• [WORK TO DO]:
Count the lines in the items below that contain the string "shoe", and reply with that number alone.

• [RECORDS FOR THE EXERCISE]:
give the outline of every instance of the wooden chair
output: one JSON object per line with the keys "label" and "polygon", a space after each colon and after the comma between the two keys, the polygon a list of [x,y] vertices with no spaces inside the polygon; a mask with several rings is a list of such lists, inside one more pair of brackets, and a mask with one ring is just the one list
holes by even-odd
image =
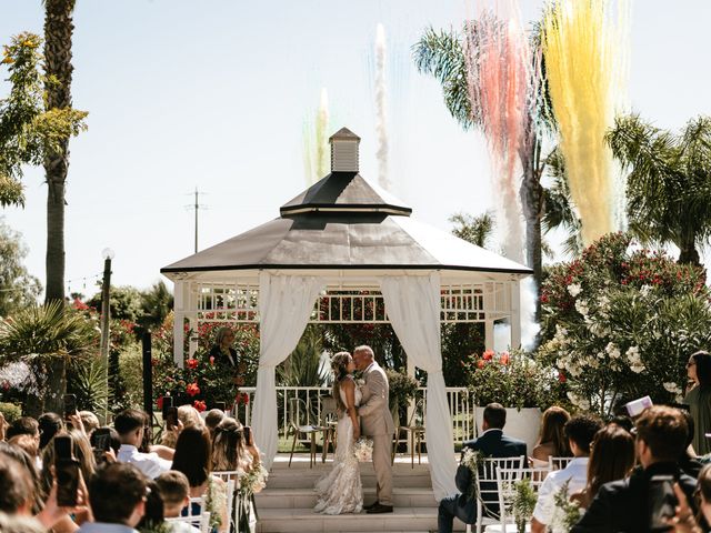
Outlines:
{"label": "wooden chair", "polygon": [[[328,428],[323,428],[321,425],[312,425],[309,424],[309,408],[307,406],[307,402],[301,400],[300,398],[290,398],[289,399],[289,432],[287,432],[287,436],[289,433],[293,433],[293,441],[291,443],[291,454],[289,455],[289,467],[291,467],[291,460],[293,457],[293,451],[297,447],[297,440],[299,442],[310,443],[310,455],[309,455],[309,467],[313,467],[313,463],[316,463],[316,436],[319,433],[322,433],[326,440],[326,432]],[[299,439],[303,435],[303,439]]]}
{"label": "wooden chair", "polygon": [[549,455],[548,465],[550,470],[563,470],[575,457],[553,457]]}
{"label": "wooden chair", "polygon": [[499,491],[499,519],[500,527],[487,527],[491,533],[495,531],[505,531],[507,525],[514,524],[513,515],[510,513],[512,500],[515,495],[515,483],[521,480],[529,480],[535,492],[539,491],[545,475],[550,472],[548,469],[497,469],[497,489]]}
{"label": "wooden chair", "polygon": [[[477,483],[477,533],[481,533],[482,527],[488,524],[502,524],[500,517],[484,516],[487,504],[499,503],[498,469],[522,469],[525,465],[525,456],[515,457],[484,457],[480,460],[474,483]],[[499,510],[499,516],[501,516]],[[469,526],[467,531],[471,531]]]}
{"label": "wooden chair", "polygon": [[176,519],[166,519],[166,522],[168,522],[169,524],[184,522],[194,527],[198,527],[200,533],[210,533],[210,513],[207,512],[196,516],[178,516]]}

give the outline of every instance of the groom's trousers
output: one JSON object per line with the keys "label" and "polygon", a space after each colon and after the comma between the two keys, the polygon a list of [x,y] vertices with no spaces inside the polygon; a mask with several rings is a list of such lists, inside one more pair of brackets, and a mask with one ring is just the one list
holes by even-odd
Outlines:
{"label": "groom's trousers", "polygon": [[373,469],[378,481],[375,496],[382,505],[392,505],[391,452],[391,435],[373,435]]}

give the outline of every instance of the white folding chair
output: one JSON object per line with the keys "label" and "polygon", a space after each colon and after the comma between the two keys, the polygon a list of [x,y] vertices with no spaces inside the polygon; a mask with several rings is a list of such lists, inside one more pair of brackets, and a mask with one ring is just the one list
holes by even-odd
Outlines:
{"label": "white folding chair", "polygon": [[[521,469],[525,464],[525,456],[515,457],[484,457],[480,460],[474,482],[477,483],[477,533],[488,524],[502,524],[500,519],[484,516],[484,504],[499,503],[499,485],[497,469]],[[501,514],[501,511],[500,511]],[[467,531],[470,532],[469,525]]]}
{"label": "white folding chair", "polygon": [[549,455],[548,465],[551,470],[563,470],[574,457],[553,457]]}
{"label": "white folding chair", "polygon": [[[192,499],[191,499],[192,500]],[[210,533],[210,513],[204,512],[192,516],[178,516],[174,519],[166,519],[166,522],[184,522],[200,530],[200,533]]]}
{"label": "white folding chair", "polygon": [[[510,509],[515,497],[515,484],[521,480],[529,480],[531,487],[538,492],[545,480],[545,475],[550,471],[548,469],[497,469],[497,489],[499,491],[499,515],[501,521],[501,530],[491,529],[491,531],[505,531],[505,524],[513,524],[513,515]],[[487,527],[489,531],[489,527]]]}

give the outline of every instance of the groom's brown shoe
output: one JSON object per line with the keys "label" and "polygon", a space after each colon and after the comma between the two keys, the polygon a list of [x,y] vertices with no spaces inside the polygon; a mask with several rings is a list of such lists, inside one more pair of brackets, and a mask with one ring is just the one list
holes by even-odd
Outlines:
{"label": "groom's brown shoe", "polygon": [[392,513],[392,505],[383,505],[378,502],[378,505],[365,511],[368,514]]}

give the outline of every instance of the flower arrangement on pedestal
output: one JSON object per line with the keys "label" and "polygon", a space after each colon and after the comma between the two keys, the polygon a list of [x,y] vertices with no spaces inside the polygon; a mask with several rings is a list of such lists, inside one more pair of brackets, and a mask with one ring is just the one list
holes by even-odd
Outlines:
{"label": "flower arrangement on pedestal", "polygon": [[609,234],[581,259],[550,269],[541,286],[539,359],[555,365],[568,398],[610,414],[649,394],[682,398],[684,364],[711,343],[711,293],[701,268]]}
{"label": "flower arrangement on pedestal", "polygon": [[481,355],[470,355],[462,366],[477,405],[497,402],[519,410],[545,409],[560,395],[557,372],[520,350],[487,350]]}

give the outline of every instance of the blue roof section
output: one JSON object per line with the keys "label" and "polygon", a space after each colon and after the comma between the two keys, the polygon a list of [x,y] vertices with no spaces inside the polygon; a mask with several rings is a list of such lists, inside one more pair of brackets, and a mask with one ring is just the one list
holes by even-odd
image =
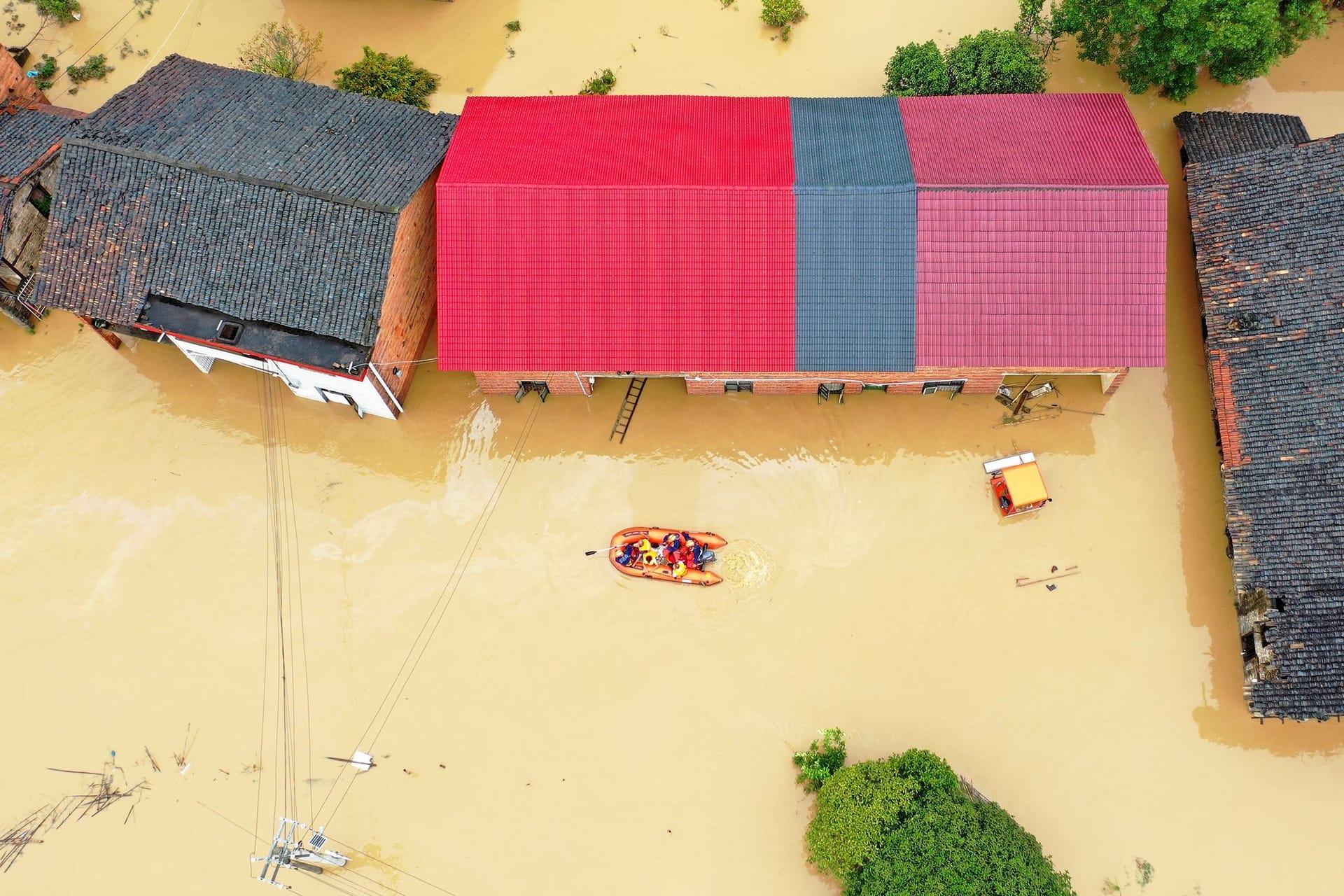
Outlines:
{"label": "blue roof section", "polygon": [[915,368],[914,189],[797,191],[798,371]]}
{"label": "blue roof section", "polygon": [[789,101],[794,185],[914,189],[915,175],[895,97]]}

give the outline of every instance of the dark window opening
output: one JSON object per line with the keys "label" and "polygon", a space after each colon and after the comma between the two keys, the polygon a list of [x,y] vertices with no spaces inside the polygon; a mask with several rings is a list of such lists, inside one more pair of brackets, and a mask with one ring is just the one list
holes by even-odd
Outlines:
{"label": "dark window opening", "polygon": [[844,404],[844,383],[820,383],[817,386],[817,404],[829,402],[832,395],[839,395],[840,403]]}
{"label": "dark window opening", "polygon": [[219,326],[215,328],[215,339],[228,345],[237,345],[242,334],[243,325],[238,321],[219,321]]}
{"label": "dark window opening", "polygon": [[32,189],[28,191],[28,201],[42,214],[43,218],[51,215],[51,193],[43,189],[39,184],[34,184]]}
{"label": "dark window opening", "polygon": [[546,380],[520,380],[517,384],[517,392],[513,394],[515,402],[521,402],[523,396],[528,392],[536,392],[542,402],[546,402],[546,396],[551,394],[551,387],[546,384]]}
{"label": "dark window opening", "polygon": [[1255,633],[1247,631],[1242,635],[1242,660],[1255,658]]}

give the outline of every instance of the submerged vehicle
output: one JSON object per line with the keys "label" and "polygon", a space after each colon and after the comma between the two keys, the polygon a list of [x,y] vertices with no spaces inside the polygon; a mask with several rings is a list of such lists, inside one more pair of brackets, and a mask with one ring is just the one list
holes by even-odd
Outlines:
{"label": "submerged vehicle", "polygon": [[1036,455],[1031,451],[1001,457],[985,463],[989,486],[995,490],[1000,516],[1031,513],[1050,504],[1046,481],[1040,478]]}
{"label": "submerged vehicle", "polygon": [[[667,563],[664,557],[656,557],[656,549],[664,544],[668,536],[676,536],[673,541],[687,536],[695,539],[695,541],[703,548],[700,552],[699,566],[687,566],[684,574],[677,575],[676,570]],[[638,545],[645,541],[648,541],[652,549],[646,553],[641,553]],[[640,579],[659,579],[660,582],[680,582],[683,584],[719,584],[723,582],[723,576],[718,572],[710,572],[704,567],[718,560],[714,552],[727,543],[727,539],[720,535],[715,535],[714,532],[636,527],[632,529],[621,529],[612,536],[612,548],[607,551],[607,559],[618,572]],[[625,545],[632,545],[633,548],[630,551],[633,556],[629,563],[621,563],[620,560]]]}

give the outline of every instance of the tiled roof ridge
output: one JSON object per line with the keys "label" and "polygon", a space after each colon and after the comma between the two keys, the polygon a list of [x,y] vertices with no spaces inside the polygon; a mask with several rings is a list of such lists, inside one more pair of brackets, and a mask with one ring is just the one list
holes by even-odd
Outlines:
{"label": "tiled roof ridge", "polygon": [[270,180],[266,177],[253,177],[250,175],[239,175],[228,171],[220,171],[218,168],[210,168],[208,165],[199,165],[194,163],[185,163],[179,159],[169,159],[153,152],[145,152],[142,149],[130,149],[126,146],[112,146],[105,142],[95,140],[86,140],[83,137],[69,137],[66,144],[70,146],[82,146],[85,149],[93,149],[97,152],[112,153],[113,156],[126,156],[128,159],[140,159],[142,161],[152,161],[160,165],[168,165],[169,168],[180,168],[181,171],[190,171],[198,175],[206,175],[208,177],[219,177],[220,180],[234,180],[243,184],[251,184],[253,187],[269,187],[271,189],[280,189],[288,193],[294,193],[298,196],[308,196],[310,199],[321,199],[324,201],[336,203],[340,206],[353,206],[355,208],[364,208],[367,211],[376,211],[384,214],[401,214],[401,208],[395,206],[382,206],[378,203],[366,201],[363,199],[351,199],[348,196],[337,196],[336,193],[329,193],[323,189],[310,189],[308,187],[298,187],[296,184],[286,184],[280,180]]}

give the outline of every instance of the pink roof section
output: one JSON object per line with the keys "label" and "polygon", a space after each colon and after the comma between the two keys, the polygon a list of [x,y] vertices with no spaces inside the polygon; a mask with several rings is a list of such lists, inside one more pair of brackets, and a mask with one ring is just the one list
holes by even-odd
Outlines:
{"label": "pink roof section", "polygon": [[469,97],[441,184],[793,185],[786,97]]}
{"label": "pink roof section", "polygon": [[1161,367],[1167,191],[921,189],[915,357]]}
{"label": "pink roof section", "polygon": [[902,97],[919,187],[1161,187],[1120,94]]}

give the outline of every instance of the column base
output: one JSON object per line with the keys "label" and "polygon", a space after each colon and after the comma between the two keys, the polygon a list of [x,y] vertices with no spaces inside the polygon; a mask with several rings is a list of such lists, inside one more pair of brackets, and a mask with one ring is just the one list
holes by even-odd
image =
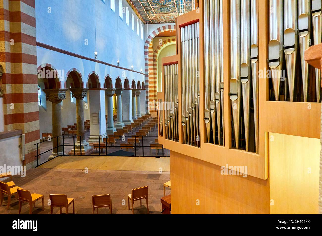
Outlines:
{"label": "column base", "polygon": [[114,126],[112,127],[108,127],[106,129],[106,134],[108,135],[112,135],[116,131],[116,128]]}
{"label": "column base", "polygon": [[64,153],[63,152],[60,152],[58,154],[57,154],[57,153],[52,152],[52,154],[48,157],[48,160],[50,160],[52,159],[52,158],[55,158],[57,156],[57,155],[64,155],[64,154],[65,154],[65,153]]}
{"label": "column base", "polygon": [[117,123],[115,124],[115,127],[116,128],[122,128],[125,126],[124,123],[123,122],[122,122],[121,123]]}

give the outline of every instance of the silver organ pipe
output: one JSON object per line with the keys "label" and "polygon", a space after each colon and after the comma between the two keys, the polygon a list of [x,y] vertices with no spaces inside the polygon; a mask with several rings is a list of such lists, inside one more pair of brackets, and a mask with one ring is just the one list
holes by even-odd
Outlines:
{"label": "silver organ pipe", "polygon": [[255,149],[258,153],[259,138],[259,88],[258,81],[258,6],[257,0],[251,2],[251,62],[254,106]]}
{"label": "silver organ pipe", "polygon": [[232,103],[234,134],[236,148],[239,148],[241,100],[240,0],[232,0],[230,4],[231,76],[230,97]]}
{"label": "silver organ pipe", "polygon": [[[312,0],[312,26],[313,42],[314,45],[321,43],[322,39],[322,6],[321,0]],[[321,100],[321,73],[320,70],[315,69],[315,85],[317,102]]]}
{"label": "silver organ pipe", "polygon": [[166,138],[179,142],[178,132],[178,64],[164,66],[165,121]]}
{"label": "silver organ pipe", "polygon": [[241,0],[241,81],[242,91],[246,151],[248,151],[251,103],[250,0]]}
{"label": "silver organ pipe", "polygon": [[270,0],[270,31],[268,65],[275,99],[279,99],[281,75],[284,63],[284,1]]}
{"label": "silver organ pipe", "polygon": [[[180,32],[183,141],[185,144],[199,147],[199,23],[182,27]],[[176,69],[177,71],[177,67]],[[178,101],[175,97],[174,99]]]}
{"label": "silver organ pipe", "polygon": [[311,1],[298,0],[298,36],[305,102],[307,102],[308,100],[308,64],[304,60],[304,52],[308,48],[311,43]]}

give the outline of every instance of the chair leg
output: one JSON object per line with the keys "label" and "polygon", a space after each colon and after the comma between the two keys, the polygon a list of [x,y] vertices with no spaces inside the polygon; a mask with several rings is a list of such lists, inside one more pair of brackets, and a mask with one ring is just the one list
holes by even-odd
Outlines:
{"label": "chair leg", "polygon": [[21,201],[19,201],[19,213],[18,214],[20,214],[20,213],[21,212],[21,205],[22,203]]}
{"label": "chair leg", "polygon": [[147,214],[148,214],[149,213],[149,204],[147,203],[147,198],[146,199],[147,200]]}
{"label": "chair leg", "polygon": [[10,203],[11,201],[11,195],[9,194],[8,195],[8,206],[7,206],[7,210],[9,209],[10,207]]}
{"label": "chair leg", "polygon": [[32,202],[31,202],[29,204],[29,214],[33,214],[33,203]]}

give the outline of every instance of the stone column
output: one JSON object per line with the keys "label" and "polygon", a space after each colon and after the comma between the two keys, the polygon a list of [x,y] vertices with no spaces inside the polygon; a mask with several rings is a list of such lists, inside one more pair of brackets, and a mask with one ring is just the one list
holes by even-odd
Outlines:
{"label": "stone column", "polygon": [[141,90],[137,89],[135,91],[135,95],[137,96],[137,116],[138,118],[141,117],[141,100],[140,98],[140,94],[141,94]]}
{"label": "stone column", "polygon": [[117,89],[115,91],[115,93],[116,94],[116,105],[117,107],[117,120],[116,124],[115,125],[115,127],[117,128],[121,128],[124,127],[122,116],[123,110],[122,106],[122,94],[123,93],[123,90],[124,90],[124,89]]}
{"label": "stone column", "polygon": [[145,98],[145,89],[142,89],[141,91],[140,97],[141,114],[145,115],[147,114],[147,100]]}
{"label": "stone column", "polygon": [[137,119],[137,101],[135,98],[135,91],[136,89],[132,90],[132,119],[133,120]]}
{"label": "stone column", "polygon": [[[106,135],[106,127],[105,122],[105,88],[90,89],[89,106],[90,108],[91,136],[88,140],[90,143],[98,143],[99,137],[96,135]],[[94,114],[93,113],[94,113]],[[98,113],[98,122],[95,122],[93,115]],[[95,122],[95,124],[94,122]],[[100,142],[103,143],[101,137]]]}
{"label": "stone column", "polygon": [[112,134],[116,131],[116,129],[114,127],[114,121],[113,120],[113,96],[115,93],[116,89],[107,89],[105,90],[105,93],[107,96],[107,128],[106,133]]}
{"label": "stone column", "polygon": [[132,119],[132,92],[130,89],[125,89],[122,96],[122,118],[123,123],[130,125],[133,123]]}
{"label": "stone column", "polygon": [[52,103],[52,148],[54,149],[52,150],[52,154],[49,156],[49,159],[55,157],[58,155],[64,154],[62,146],[59,147],[58,150],[56,148],[57,145],[62,145],[62,137],[59,137],[58,140],[57,138],[52,138],[62,135],[61,102],[66,98],[66,91],[67,90],[67,89],[43,90],[46,94],[46,101],[49,101]]}
{"label": "stone column", "polygon": [[117,114],[118,113],[118,104],[116,98],[116,94],[115,94],[113,96],[113,114]]}
{"label": "stone column", "polygon": [[[85,136],[85,127],[84,126],[84,101],[83,99],[87,95],[88,88],[70,88],[72,95],[76,99],[76,133],[77,135],[75,143],[75,154],[80,154],[80,145],[82,146],[82,154],[88,154],[93,151],[93,148],[90,147],[86,141]],[[73,153],[74,149],[69,152]]]}

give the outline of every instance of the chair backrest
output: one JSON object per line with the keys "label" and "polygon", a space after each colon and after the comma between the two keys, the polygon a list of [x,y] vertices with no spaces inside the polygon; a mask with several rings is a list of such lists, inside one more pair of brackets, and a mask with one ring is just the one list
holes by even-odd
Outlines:
{"label": "chair backrest", "polygon": [[17,188],[17,191],[18,192],[19,200],[27,202],[32,201],[33,198],[31,197],[31,194],[30,191],[22,188]]}
{"label": "chair backrest", "polygon": [[111,195],[102,194],[92,196],[92,201],[94,206],[99,206],[111,204]]}
{"label": "chair backrest", "polygon": [[65,206],[68,204],[66,194],[49,194],[49,199],[52,206]]}
{"label": "chair backrest", "polygon": [[8,186],[8,184],[0,181],[0,190],[1,191],[8,194],[9,192],[9,186]]}
{"label": "chair backrest", "polygon": [[133,200],[147,196],[147,186],[140,187],[132,189],[132,198]]}

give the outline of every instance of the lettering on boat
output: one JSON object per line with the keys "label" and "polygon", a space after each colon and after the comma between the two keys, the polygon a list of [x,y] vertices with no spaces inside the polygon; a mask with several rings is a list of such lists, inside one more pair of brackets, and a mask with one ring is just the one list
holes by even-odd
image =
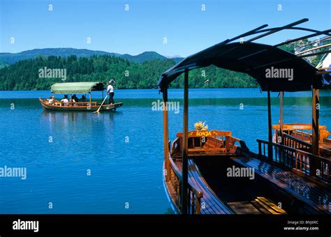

• [THE RESULT]:
2